PASSAGE FOR REVIEW –
-- Opening Marker --
By contrast, in Steele, the court reversed a step-three determination because the ALJ failed to refer to evidence supporting her determination that the claimant did not meet the criteria for a listed impairment. 290 F.3d at 941. The Steele court did not base its reversal on the grounds that the ALJ omitted a key listing and conducted only a perfunctory analysis. Id. at 940. Instead, the court found sufficient evidence in the record to support a determination contrary to the ALJ's and remanded the case for a determination grounded in the record. Id. at 941.

Following Steele, the Seventh Circuit remanded a case for the ALJ's failure at step three to provide "any analysis that would enable meaningful review, " coupled with the failure to refer to any specific listing. Brindisi ex rel. Brindisi v. Barnhart, 315 F.3d 783, 786 (7th Cir. 2003). In Brindisi, the claimant provided three listings, yet the ALJ addressed none of them, despite substantial evidence related to these listings. Id. ("Here the ALJ should have discussed not only the results of the December 1995 audiogram, but also whether those results meet the requirements of listing 102.08."). As in Steele, the Brindisi court found sufficient evidence in the record to support a determination different than the ALJ's; therefore, it remanded for a clearer justification of the step-three determination. Id. at 787.

Here, unlike in Steele and Brindisi, the medical evidence supports the ALJ's determination. Prior to the July 2009 hearing, Plaintiff provided the ALJ with a detailed explanation of the objective evidence supporting his claim that he met or equaled Listings 1.02A, 1.03, and 1.06. (R. 189-92), see 20 C.F.R. §§ 404.1520(d), 416.920(d), pt. 404, subpt. P, app. 1. And while the ALJ did not address these claims specifically at the hearing or mention them in her determination at step three, it does not necessarily follow that she failed to analyze the evidence in light of these Listings. The ALJ explained in her step-three determination that Plaintiff "regained good ambulatory ability within twelve months, and there is no evidence of abnormal strength, sensation or reflexes." (R. at 11). The ALJ stated that she relied on the opinions of the state agency medical consultants who evaluated the issue at the initial and reconsideration levels. ( Id. ). Indeed, the ALJ referred to Dr. Andrews's evaluative comments expecting that "within 12 months [Plaintiff] will be able to perform within the parameters of this evaluation." ( Id. ).
-- Closing Marker --
REQUIRED WORK –
1: Render this sentence from the passage on the ALJ's step-three determination into Spanish: "Here, unlike in Steele and Brindisi, the medical evidence supports the ALJ's determination."
2: According to the passage on the ALJ's step-three determination, how many listings did the claimant provide in Brindisi?
3: Write the next paragraph of the passage on the ALJ's step-three determination, picking up after its final sentence.

MATERIAL SUPPLIED –
-- Opening Marker --
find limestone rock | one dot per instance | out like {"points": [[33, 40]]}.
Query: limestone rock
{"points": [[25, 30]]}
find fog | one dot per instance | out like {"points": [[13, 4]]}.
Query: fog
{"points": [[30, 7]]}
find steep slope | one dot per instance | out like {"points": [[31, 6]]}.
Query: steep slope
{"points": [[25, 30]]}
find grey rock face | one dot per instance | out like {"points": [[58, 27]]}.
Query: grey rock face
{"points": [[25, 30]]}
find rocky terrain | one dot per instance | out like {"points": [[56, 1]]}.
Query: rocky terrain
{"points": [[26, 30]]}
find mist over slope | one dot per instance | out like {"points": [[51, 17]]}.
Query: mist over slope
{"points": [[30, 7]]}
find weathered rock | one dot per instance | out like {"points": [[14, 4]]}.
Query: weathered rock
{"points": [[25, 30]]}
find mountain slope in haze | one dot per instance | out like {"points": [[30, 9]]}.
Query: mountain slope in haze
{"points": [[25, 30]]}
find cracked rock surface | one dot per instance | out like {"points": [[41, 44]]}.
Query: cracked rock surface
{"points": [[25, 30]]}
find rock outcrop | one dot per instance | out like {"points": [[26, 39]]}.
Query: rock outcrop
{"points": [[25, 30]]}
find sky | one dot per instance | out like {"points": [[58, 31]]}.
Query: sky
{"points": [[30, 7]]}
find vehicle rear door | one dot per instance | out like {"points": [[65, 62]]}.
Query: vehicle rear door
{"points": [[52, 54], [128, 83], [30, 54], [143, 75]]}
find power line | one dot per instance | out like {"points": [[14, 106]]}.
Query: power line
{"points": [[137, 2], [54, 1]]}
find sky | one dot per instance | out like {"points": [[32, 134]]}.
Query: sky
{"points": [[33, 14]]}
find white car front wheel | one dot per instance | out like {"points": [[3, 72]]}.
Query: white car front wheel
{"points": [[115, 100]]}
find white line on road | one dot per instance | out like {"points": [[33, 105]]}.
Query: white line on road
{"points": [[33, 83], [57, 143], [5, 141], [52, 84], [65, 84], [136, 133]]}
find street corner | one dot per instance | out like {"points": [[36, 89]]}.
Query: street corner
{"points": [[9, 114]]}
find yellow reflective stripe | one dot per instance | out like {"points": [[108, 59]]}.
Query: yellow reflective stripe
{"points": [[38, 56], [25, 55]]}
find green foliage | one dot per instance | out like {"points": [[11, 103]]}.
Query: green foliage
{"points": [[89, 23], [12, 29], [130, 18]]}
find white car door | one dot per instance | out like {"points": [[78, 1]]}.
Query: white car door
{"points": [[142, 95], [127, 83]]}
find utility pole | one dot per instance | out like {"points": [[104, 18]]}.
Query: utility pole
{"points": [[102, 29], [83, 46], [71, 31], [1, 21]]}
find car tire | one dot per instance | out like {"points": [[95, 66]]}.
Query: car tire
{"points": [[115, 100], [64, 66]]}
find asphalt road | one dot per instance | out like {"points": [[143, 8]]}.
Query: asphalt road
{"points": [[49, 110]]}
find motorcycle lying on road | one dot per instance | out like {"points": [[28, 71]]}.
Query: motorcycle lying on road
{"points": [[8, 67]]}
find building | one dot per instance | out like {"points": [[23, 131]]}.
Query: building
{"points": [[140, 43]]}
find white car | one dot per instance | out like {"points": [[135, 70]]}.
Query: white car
-- Closing Marker --
RESULTS OF THE EXERCISE –
1: Aquí, a diferencia de Steele y Brindisi, la evidencia médica respalda la determinación del ALJ.

2: Three.

3:
The ALJ could have provided more transparent reasoning. Nevertheless, the record supports the ALJ's finding. Plaintiff contends that he meets the qualifications for Listings 1.02 and 1.03 (Mot. 10-11), and both of these Listings require the "inability to ambulate effectively, " 20 C.F.R. pt. 404, subpt. P, app. 1 § 1.00(B)(2)(a). The regulations define "inability to ambulate effectively" as "having insufficient lower extremity functioning to permit independent ambulation without the use of a hand-held assistive device(s) that limits the functioning of both upper extremities." Id. § 1.00(B)(2)(b) (citation omitted). When Plaintiff appeared at his hearing on July 16, 2009, without his cane and explained that he only used a cane when he experienced extreme pain (R. at 35-37), he effectively demonstrated to the ALJ that he does not meet an essential criterion for Listings 1.02 and 1.03. Moreover, Plaintiff acknowledged that he drives to the store and shops by himself "[t]wo or three times a day." ( Id. at 38). He testified that he is able to do dishes, laundry, vacuum, mop, and perform other household chores.[9] ( Id. at 39).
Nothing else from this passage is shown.